• **Your instructions**:
Copy out all the saved entries again, renaming "dark red kidney bean" as "kidney bean" wherever it occurs and leaving everything else unchanged.

---------- Items ----------

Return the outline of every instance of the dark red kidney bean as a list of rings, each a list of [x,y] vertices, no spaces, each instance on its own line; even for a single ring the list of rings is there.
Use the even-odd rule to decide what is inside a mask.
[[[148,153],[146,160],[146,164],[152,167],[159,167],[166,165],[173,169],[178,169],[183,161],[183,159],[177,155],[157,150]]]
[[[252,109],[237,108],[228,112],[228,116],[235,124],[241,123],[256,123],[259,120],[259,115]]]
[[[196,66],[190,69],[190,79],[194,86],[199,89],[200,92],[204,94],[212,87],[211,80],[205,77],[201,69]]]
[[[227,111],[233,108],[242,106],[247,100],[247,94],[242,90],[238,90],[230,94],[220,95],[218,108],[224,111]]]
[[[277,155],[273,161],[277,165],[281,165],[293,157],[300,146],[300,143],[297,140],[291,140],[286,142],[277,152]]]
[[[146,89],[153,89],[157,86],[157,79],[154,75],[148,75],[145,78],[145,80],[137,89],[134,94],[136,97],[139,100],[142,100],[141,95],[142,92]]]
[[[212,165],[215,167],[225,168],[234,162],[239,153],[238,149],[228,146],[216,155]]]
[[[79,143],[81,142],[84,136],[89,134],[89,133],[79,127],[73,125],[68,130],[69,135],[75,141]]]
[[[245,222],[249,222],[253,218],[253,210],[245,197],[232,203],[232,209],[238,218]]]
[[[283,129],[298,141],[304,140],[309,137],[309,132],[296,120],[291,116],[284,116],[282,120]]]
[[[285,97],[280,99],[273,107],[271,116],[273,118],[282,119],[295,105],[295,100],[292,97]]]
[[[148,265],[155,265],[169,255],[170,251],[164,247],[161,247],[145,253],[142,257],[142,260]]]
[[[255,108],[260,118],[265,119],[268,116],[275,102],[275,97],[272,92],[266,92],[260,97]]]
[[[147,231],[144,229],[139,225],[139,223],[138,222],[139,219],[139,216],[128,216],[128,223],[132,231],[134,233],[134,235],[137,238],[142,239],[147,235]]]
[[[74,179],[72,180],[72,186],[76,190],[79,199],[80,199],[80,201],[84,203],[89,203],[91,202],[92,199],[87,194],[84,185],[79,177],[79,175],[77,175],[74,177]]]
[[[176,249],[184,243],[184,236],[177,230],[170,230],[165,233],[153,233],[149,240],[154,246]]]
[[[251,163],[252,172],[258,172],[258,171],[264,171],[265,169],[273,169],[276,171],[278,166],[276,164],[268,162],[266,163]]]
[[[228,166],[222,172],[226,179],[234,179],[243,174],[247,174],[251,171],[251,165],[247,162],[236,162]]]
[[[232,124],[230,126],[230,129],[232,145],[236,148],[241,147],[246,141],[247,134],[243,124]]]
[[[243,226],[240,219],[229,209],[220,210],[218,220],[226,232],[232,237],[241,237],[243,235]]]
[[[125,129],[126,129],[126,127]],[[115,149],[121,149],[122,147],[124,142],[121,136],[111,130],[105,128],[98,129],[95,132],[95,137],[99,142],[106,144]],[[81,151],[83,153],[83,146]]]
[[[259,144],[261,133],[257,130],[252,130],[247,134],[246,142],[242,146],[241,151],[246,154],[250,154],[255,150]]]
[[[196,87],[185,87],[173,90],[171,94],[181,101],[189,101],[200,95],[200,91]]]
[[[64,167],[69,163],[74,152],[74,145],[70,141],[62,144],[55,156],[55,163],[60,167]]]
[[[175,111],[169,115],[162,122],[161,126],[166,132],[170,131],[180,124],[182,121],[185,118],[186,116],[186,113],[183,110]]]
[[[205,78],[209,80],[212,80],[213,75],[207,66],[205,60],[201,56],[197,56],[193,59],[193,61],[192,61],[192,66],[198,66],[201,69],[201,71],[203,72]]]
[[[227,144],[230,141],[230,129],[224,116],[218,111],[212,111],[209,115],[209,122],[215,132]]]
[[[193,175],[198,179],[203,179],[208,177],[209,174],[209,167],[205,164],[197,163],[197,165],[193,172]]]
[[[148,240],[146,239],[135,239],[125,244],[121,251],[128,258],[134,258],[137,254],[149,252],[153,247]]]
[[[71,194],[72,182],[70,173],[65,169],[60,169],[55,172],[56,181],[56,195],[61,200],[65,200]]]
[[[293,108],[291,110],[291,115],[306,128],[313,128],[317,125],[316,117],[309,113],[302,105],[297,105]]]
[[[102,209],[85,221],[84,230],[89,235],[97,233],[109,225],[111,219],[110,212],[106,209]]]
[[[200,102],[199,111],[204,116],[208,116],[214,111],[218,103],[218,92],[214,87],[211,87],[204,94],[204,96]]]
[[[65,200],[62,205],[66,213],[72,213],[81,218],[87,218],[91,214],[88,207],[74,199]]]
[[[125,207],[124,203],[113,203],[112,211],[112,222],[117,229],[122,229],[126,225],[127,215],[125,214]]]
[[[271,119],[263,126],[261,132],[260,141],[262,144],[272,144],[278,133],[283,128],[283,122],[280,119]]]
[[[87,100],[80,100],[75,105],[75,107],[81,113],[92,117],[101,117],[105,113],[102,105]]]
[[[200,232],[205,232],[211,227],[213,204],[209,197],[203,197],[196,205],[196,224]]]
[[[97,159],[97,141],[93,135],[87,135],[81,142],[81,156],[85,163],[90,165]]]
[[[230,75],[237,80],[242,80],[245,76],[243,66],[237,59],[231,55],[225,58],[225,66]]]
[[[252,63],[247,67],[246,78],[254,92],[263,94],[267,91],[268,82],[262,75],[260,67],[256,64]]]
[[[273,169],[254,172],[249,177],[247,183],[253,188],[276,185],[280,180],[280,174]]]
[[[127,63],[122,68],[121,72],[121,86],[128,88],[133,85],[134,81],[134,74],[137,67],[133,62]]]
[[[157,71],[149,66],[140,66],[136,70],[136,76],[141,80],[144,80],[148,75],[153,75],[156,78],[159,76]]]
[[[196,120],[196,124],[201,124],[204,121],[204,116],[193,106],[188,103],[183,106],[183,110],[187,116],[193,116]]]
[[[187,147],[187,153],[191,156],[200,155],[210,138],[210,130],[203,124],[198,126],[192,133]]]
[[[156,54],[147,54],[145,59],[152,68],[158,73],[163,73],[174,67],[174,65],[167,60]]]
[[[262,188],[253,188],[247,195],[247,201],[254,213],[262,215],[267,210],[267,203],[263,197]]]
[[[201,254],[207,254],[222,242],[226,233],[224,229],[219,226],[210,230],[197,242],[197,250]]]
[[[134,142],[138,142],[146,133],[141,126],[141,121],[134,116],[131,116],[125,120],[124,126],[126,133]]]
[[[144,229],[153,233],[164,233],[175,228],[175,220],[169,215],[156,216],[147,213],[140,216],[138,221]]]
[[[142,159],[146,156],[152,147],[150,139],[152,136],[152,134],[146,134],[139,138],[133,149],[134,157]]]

----------

• **Output of the exercise**:
Return the outline of every instance of the kidney bean as a list of rings, each a list of [x,y] vertices, no spaces, each instance on its own line; even for a single ring the list of rings is there.
Use the even-odd rule to decide what is inside a mask.
[[[148,153],[146,160],[146,164],[152,167],[159,167],[166,165],[173,169],[178,169],[183,161],[183,159],[177,155],[157,150]]]
[[[252,109],[237,108],[228,112],[228,116],[235,124],[241,123],[256,123],[259,120],[259,115]]]
[[[196,66],[190,69],[190,79],[194,86],[199,89],[200,92],[204,94],[212,87],[211,80],[205,77],[201,69]]]
[[[227,111],[233,108],[242,106],[247,100],[247,94],[242,90],[238,90],[230,94],[220,95],[218,108],[224,111]]]
[[[277,155],[273,161],[277,165],[281,165],[293,157],[300,146],[300,143],[297,140],[291,140],[286,142],[277,152]]]
[[[146,89],[153,89],[157,86],[157,79],[154,75],[148,75],[145,78],[145,80],[137,89],[134,94],[136,97],[139,100],[142,100],[141,95],[142,92]]]
[[[212,165],[215,167],[225,168],[234,162],[239,153],[238,149],[228,146],[216,155]]]
[[[79,143],[81,142],[84,136],[89,134],[89,133],[79,127],[73,125],[68,130],[69,135],[75,141]]]
[[[245,222],[249,222],[253,218],[253,210],[245,197],[232,203],[232,209],[238,218]]]
[[[283,129],[298,141],[304,140],[309,137],[309,132],[296,120],[291,116],[284,116],[282,120]]]
[[[285,97],[280,99],[273,107],[271,116],[273,118],[282,119],[295,105],[295,100],[292,97]]]
[[[148,265],[155,265],[169,255],[170,251],[164,247],[161,247],[145,253],[142,257],[142,260]]]
[[[255,108],[260,118],[265,119],[268,116],[275,102],[275,97],[272,92],[266,92],[260,97]]]
[[[147,231],[144,229],[139,225],[139,223],[138,222],[139,219],[139,216],[128,216],[128,223],[132,231],[134,233],[134,235],[137,238],[142,239],[147,235]]]
[[[74,179],[72,180],[72,186],[76,190],[79,199],[80,199],[80,201],[84,203],[89,203],[91,202],[92,199],[87,194],[84,185],[79,177],[79,175],[77,175],[74,177]]]
[[[176,249],[184,243],[184,236],[177,230],[170,230],[165,233],[153,233],[149,240],[154,246]]]
[[[251,163],[252,172],[258,172],[258,171],[264,171],[265,169],[273,169],[276,171],[278,166],[276,164],[268,162],[266,163]]]
[[[228,166],[222,172],[226,179],[234,179],[243,174],[247,174],[251,171],[251,165],[247,162],[236,162]]]
[[[232,124],[230,126],[230,129],[232,145],[236,148],[241,147],[246,141],[247,134],[243,124]]]
[[[243,226],[240,219],[229,209],[220,210],[218,220],[226,232],[232,237],[241,237],[243,235]]]
[[[125,129],[126,129],[126,127]],[[115,149],[121,149],[122,147],[124,142],[121,136],[111,130],[105,128],[98,129],[95,132],[95,137],[99,142],[106,144]],[[81,151],[83,153],[83,146]]]
[[[259,144],[261,133],[257,130],[252,130],[247,134],[246,142],[242,146],[241,151],[246,154],[250,154],[255,150]]]
[[[196,87],[185,87],[173,90],[171,94],[181,101],[189,101],[200,95],[200,91]]]
[[[64,167],[69,163],[74,152],[74,145],[70,141],[62,144],[55,156],[55,163],[60,167]]]
[[[175,111],[169,115],[162,122],[161,126],[166,132],[170,131],[180,124],[182,121],[185,118],[186,116],[186,113],[183,110]]]
[[[205,78],[209,80],[212,80],[213,75],[207,66],[205,60],[201,56],[197,56],[193,59],[193,61],[192,61],[192,66],[198,66],[201,69],[201,71],[203,72]]]
[[[227,144],[230,141],[230,129],[224,116],[218,111],[212,111],[209,115],[209,122],[215,132]]]
[[[193,175],[198,179],[203,179],[208,177],[209,174],[209,167],[205,164],[197,163],[197,165],[193,172]]]
[[[148,240],[146,239],[135,239],[125,244],[121,251],[128,258],[134,258],[137,254],[149,252],[153,247]]]
[[[71,194],[72,182],[70,173],[65,169],[60,169],[55,172],[56,181],[56,195],[61,200],[65,200]]]
[[[293,108],[291,110],[291,115],[306,128],[313,128],[317,125],[316,117],[309,113],[302,105],[297,105]]]
[[[102,209],[85,221],[84,230],[89,235],[97,233],[109,225],[111,219],[110,212],[106,209]]]
[[[200,102],[199,111],[204,116],[208,116],[214,111],[218,103],[218,92],[214,87],[211,87],[204,94],[204,96]]]
[[[65,200],[62,205],[66,213],[72,213],[81,218],[87,218],[91,214],[88,207],[74,199]]]
[[[125,207],[124,203],[113,203],[112,211],[112,222],[117,229],[122,229],[126,225],[127,215],[125,214]]]
[[[271,119],[263,126],[261,132],[260,141],[262,144],[272,144],[278,133],[283,128],[283,122],[280,119]]]
[[[87,100],[80,100],[75,105],[75,107],[81,113],[92,117],[101,117],[105,113],[102,105]]]
[[[200,232],[205,232],[211,227],[213,204],[209,197],[203,197],[196,205],[196,224]]]
[[[97,159],[97,141],[93,135],[87,135],[81,142],[81,156],[85,163],[90,165]]]
[[[230,75],[237,80],[242,80],[245,76],[243,66],[237,59],[231,55],[225,58],[225,66]]]
[[[252,63],[247,67],[246,78],[254,92],[263,94],[267,91],[268,82],[262,75],[260,67],[256,64]]]
[[[273,169],[254,172],[249,177],[247,183],[253,188],[276,185],[280,180],[280,174]]]
[[[127,63],[122,68],[121,72],[121,86],[128,88],[133,85],[134,81],[134,74],[137,67],[133,62]]]
[[[157,71],[149,66],[140,66],[136,70],[136,76],[141,80],[144,80],[148,75],[153,75],[156,78],[159,76]]]
[[[196,120],[196,124],[201,124],[204,121],[204,116],[193,106],[188,103],[183,106],[183,110],[187,116],[193,116]]]
[[[187,147],[187,153],[191,156],[200,155],[210,138],[210,130],[203,124],[198,126],[192,133]]]
[[[156,54],[147,54],[145,59],[152,68],[158,73],[163,73],[174,67],[174,65],[167,60]]]
[[[262,188],[253,188],[247,195],[247,201],[254,213],[262,215],[267,210],[267,203],[263,197]]]
[[[201,254],[207,254],[222,242],[226,233],[224,229],[219,226],[210,230],[197,242],[197,250]]]
[[[134,142],[138,142],[146,133],[141,126],[141,121],[134,116],[131,116],[125,120],[124,126],[126,133]]]
[[[144,229],[153,233],[164,233],[175,228],[175,220],[169,215],[156,216],[147,213],[140,216],[138,221]]]
[[[142,159],[146,156],[152,147],[150,139],[152,136],[152,134],[146,134],[139,138],[133,149],[134,157]]]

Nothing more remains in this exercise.